Assigned task 1 – Check statements (a), (b) and (c) against the comments on race and stereotyping. For each one, answer yes or no and quote the words of the text that decide it. (a) The writer of the first comment has a child who is three years old. (b) The writer of the comment under the name Kathryn Jean Braun Fenner is a Harvard alumna. (c) The Gift of Fear is described as a widely lauded book.
Assigned task 2 – Rename "lizard brains" as "instincts" in the comments on race and stereotyping, and give the passage from "7. Kathryn Jean" to "us he/she is." with that change.


    I think about this kind of thing a lot every time I go to my little 3-year-old’s preschool/daycare. As early as he can remember, he’s been around kids of many different races and ethnicities, white, black, Indian, Pakistani, Asian, kids from mixed marriages, you name it. I really don’t think the “differences” register with him, or the other kids, to any level beyond “oh my hair is blonde and hers is dark” or some such. It’s a constant reminder, a daily one for me really, that we (of all races) are taught everything we learn about race, it’s not innate. So if “profiling” is partly a “summation of what you’ve learned about the world in your life,” then it’s a summation of what teaching and culture (and yes, I must include the least attractive aspects of organized religion in this) have inculcated in human beings who do not start life possessing this “knowledge.” What we have to figure out is how to unlearn all this, and most importantly, how to hang onto this innate lack of race-based thinking from early childhood. Of course obviously children in a fairly urban American environment, and Columbia counts as such, are going to have a much earlier exposure to kids of diverse race/ethnicity than kids in more racially homogeneous locations elsewhere in the world.

  7. Kathryn Jean Braun Fenner

    Gavin de Becker, in The Gift of Fear, a widely lauded book, says that we have evolutionary protection devices we need to heed, and that, as Karen writes, we may ignore because of stereotyping–we assume the well-dressed, well-spoken person cannot possibly be the crook our lizard brains are telling us he/she is.

    Harvard magazine (hubby gets it–I’m a proud USC alumna) has a very interesting article about the judgments we make abut people. One of the points the Harvard psychology researcher makes is that people in power positions rely on stereotypes because they can. Out-groups are frequently victims of negative stereotyping for a variety of reasons, including cultural norms of “warmth,” assuming power postures, exuding confidence/competence and the like. In addition, being in a position of dominance (like being white and wealthy) creates a feedback loop–you have more testosterone and less cortisol than your “inferiors.”

Data records –
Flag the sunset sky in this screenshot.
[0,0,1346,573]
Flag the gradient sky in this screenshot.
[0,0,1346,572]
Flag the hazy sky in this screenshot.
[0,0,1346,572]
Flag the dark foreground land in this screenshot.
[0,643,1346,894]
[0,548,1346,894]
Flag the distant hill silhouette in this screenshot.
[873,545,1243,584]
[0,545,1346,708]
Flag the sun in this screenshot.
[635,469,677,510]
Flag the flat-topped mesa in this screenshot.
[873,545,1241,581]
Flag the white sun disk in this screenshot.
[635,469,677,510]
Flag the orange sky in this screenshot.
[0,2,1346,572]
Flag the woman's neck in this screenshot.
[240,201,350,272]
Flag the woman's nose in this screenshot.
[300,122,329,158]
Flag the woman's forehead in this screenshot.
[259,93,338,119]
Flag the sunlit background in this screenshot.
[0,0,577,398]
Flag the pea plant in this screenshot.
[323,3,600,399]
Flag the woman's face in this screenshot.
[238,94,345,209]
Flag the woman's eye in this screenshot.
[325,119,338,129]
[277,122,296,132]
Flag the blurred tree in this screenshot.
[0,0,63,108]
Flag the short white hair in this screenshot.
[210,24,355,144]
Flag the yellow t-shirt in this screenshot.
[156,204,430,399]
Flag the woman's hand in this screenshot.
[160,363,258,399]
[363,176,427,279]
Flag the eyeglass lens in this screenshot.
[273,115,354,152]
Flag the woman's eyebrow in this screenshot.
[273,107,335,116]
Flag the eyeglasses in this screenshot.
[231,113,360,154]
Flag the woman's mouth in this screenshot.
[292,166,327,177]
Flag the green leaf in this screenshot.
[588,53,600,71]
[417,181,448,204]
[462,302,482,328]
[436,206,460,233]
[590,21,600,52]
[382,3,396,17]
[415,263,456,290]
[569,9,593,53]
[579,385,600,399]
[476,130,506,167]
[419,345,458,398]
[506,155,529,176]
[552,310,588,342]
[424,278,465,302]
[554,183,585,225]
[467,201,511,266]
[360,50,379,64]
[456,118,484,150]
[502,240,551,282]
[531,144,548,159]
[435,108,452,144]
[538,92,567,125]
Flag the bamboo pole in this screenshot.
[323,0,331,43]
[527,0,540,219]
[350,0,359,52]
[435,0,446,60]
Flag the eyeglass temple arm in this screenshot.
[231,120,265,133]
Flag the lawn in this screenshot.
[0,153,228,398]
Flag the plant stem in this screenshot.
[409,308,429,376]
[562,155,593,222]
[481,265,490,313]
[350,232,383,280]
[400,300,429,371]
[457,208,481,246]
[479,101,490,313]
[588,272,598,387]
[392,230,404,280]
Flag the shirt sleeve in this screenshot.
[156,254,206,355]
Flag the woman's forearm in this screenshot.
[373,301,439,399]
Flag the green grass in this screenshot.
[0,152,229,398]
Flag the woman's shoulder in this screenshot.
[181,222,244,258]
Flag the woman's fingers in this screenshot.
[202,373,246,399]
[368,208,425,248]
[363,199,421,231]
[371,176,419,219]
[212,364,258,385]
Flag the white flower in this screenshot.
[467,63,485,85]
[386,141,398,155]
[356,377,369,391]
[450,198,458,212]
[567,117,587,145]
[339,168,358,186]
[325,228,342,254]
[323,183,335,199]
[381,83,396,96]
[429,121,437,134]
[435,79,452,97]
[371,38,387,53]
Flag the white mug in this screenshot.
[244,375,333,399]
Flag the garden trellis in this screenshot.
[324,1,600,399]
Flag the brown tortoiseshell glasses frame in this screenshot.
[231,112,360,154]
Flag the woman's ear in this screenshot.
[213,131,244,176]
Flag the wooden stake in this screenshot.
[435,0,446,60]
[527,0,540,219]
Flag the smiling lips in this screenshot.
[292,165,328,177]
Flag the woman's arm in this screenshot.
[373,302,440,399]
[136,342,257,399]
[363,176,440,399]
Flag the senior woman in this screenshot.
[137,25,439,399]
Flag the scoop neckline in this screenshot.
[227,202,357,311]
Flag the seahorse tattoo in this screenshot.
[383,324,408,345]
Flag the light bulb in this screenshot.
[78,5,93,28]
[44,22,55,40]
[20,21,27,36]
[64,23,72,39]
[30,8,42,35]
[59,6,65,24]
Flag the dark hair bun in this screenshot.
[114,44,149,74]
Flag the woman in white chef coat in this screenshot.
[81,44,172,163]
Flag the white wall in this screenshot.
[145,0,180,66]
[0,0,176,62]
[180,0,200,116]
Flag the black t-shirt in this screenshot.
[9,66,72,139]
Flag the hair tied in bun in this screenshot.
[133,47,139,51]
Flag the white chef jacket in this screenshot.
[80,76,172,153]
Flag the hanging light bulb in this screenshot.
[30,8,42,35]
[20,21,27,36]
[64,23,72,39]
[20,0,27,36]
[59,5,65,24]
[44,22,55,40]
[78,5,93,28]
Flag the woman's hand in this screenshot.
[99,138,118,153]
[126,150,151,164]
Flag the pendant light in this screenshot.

Exercise response 1 –
(a) Yes: "my little 3-year-old’s preschool/daycare"
(b) No: "I’m a proud USC alumna"
(c) Yes: "The Gift of Fear, a widely lauded book"

Exercise response 2 –
7. Kathryn Jean Braun Fenner

    Gavin de Becker, in The Gift of Fear, a widely lauded book, says that we have evolutionary protection devices we need to heed, and that, as Karen writes, we may ignore because of stereotyping–we assume the well-dressed, well-spoken person cannot possibly be the crook our instincts are telling us he/she is.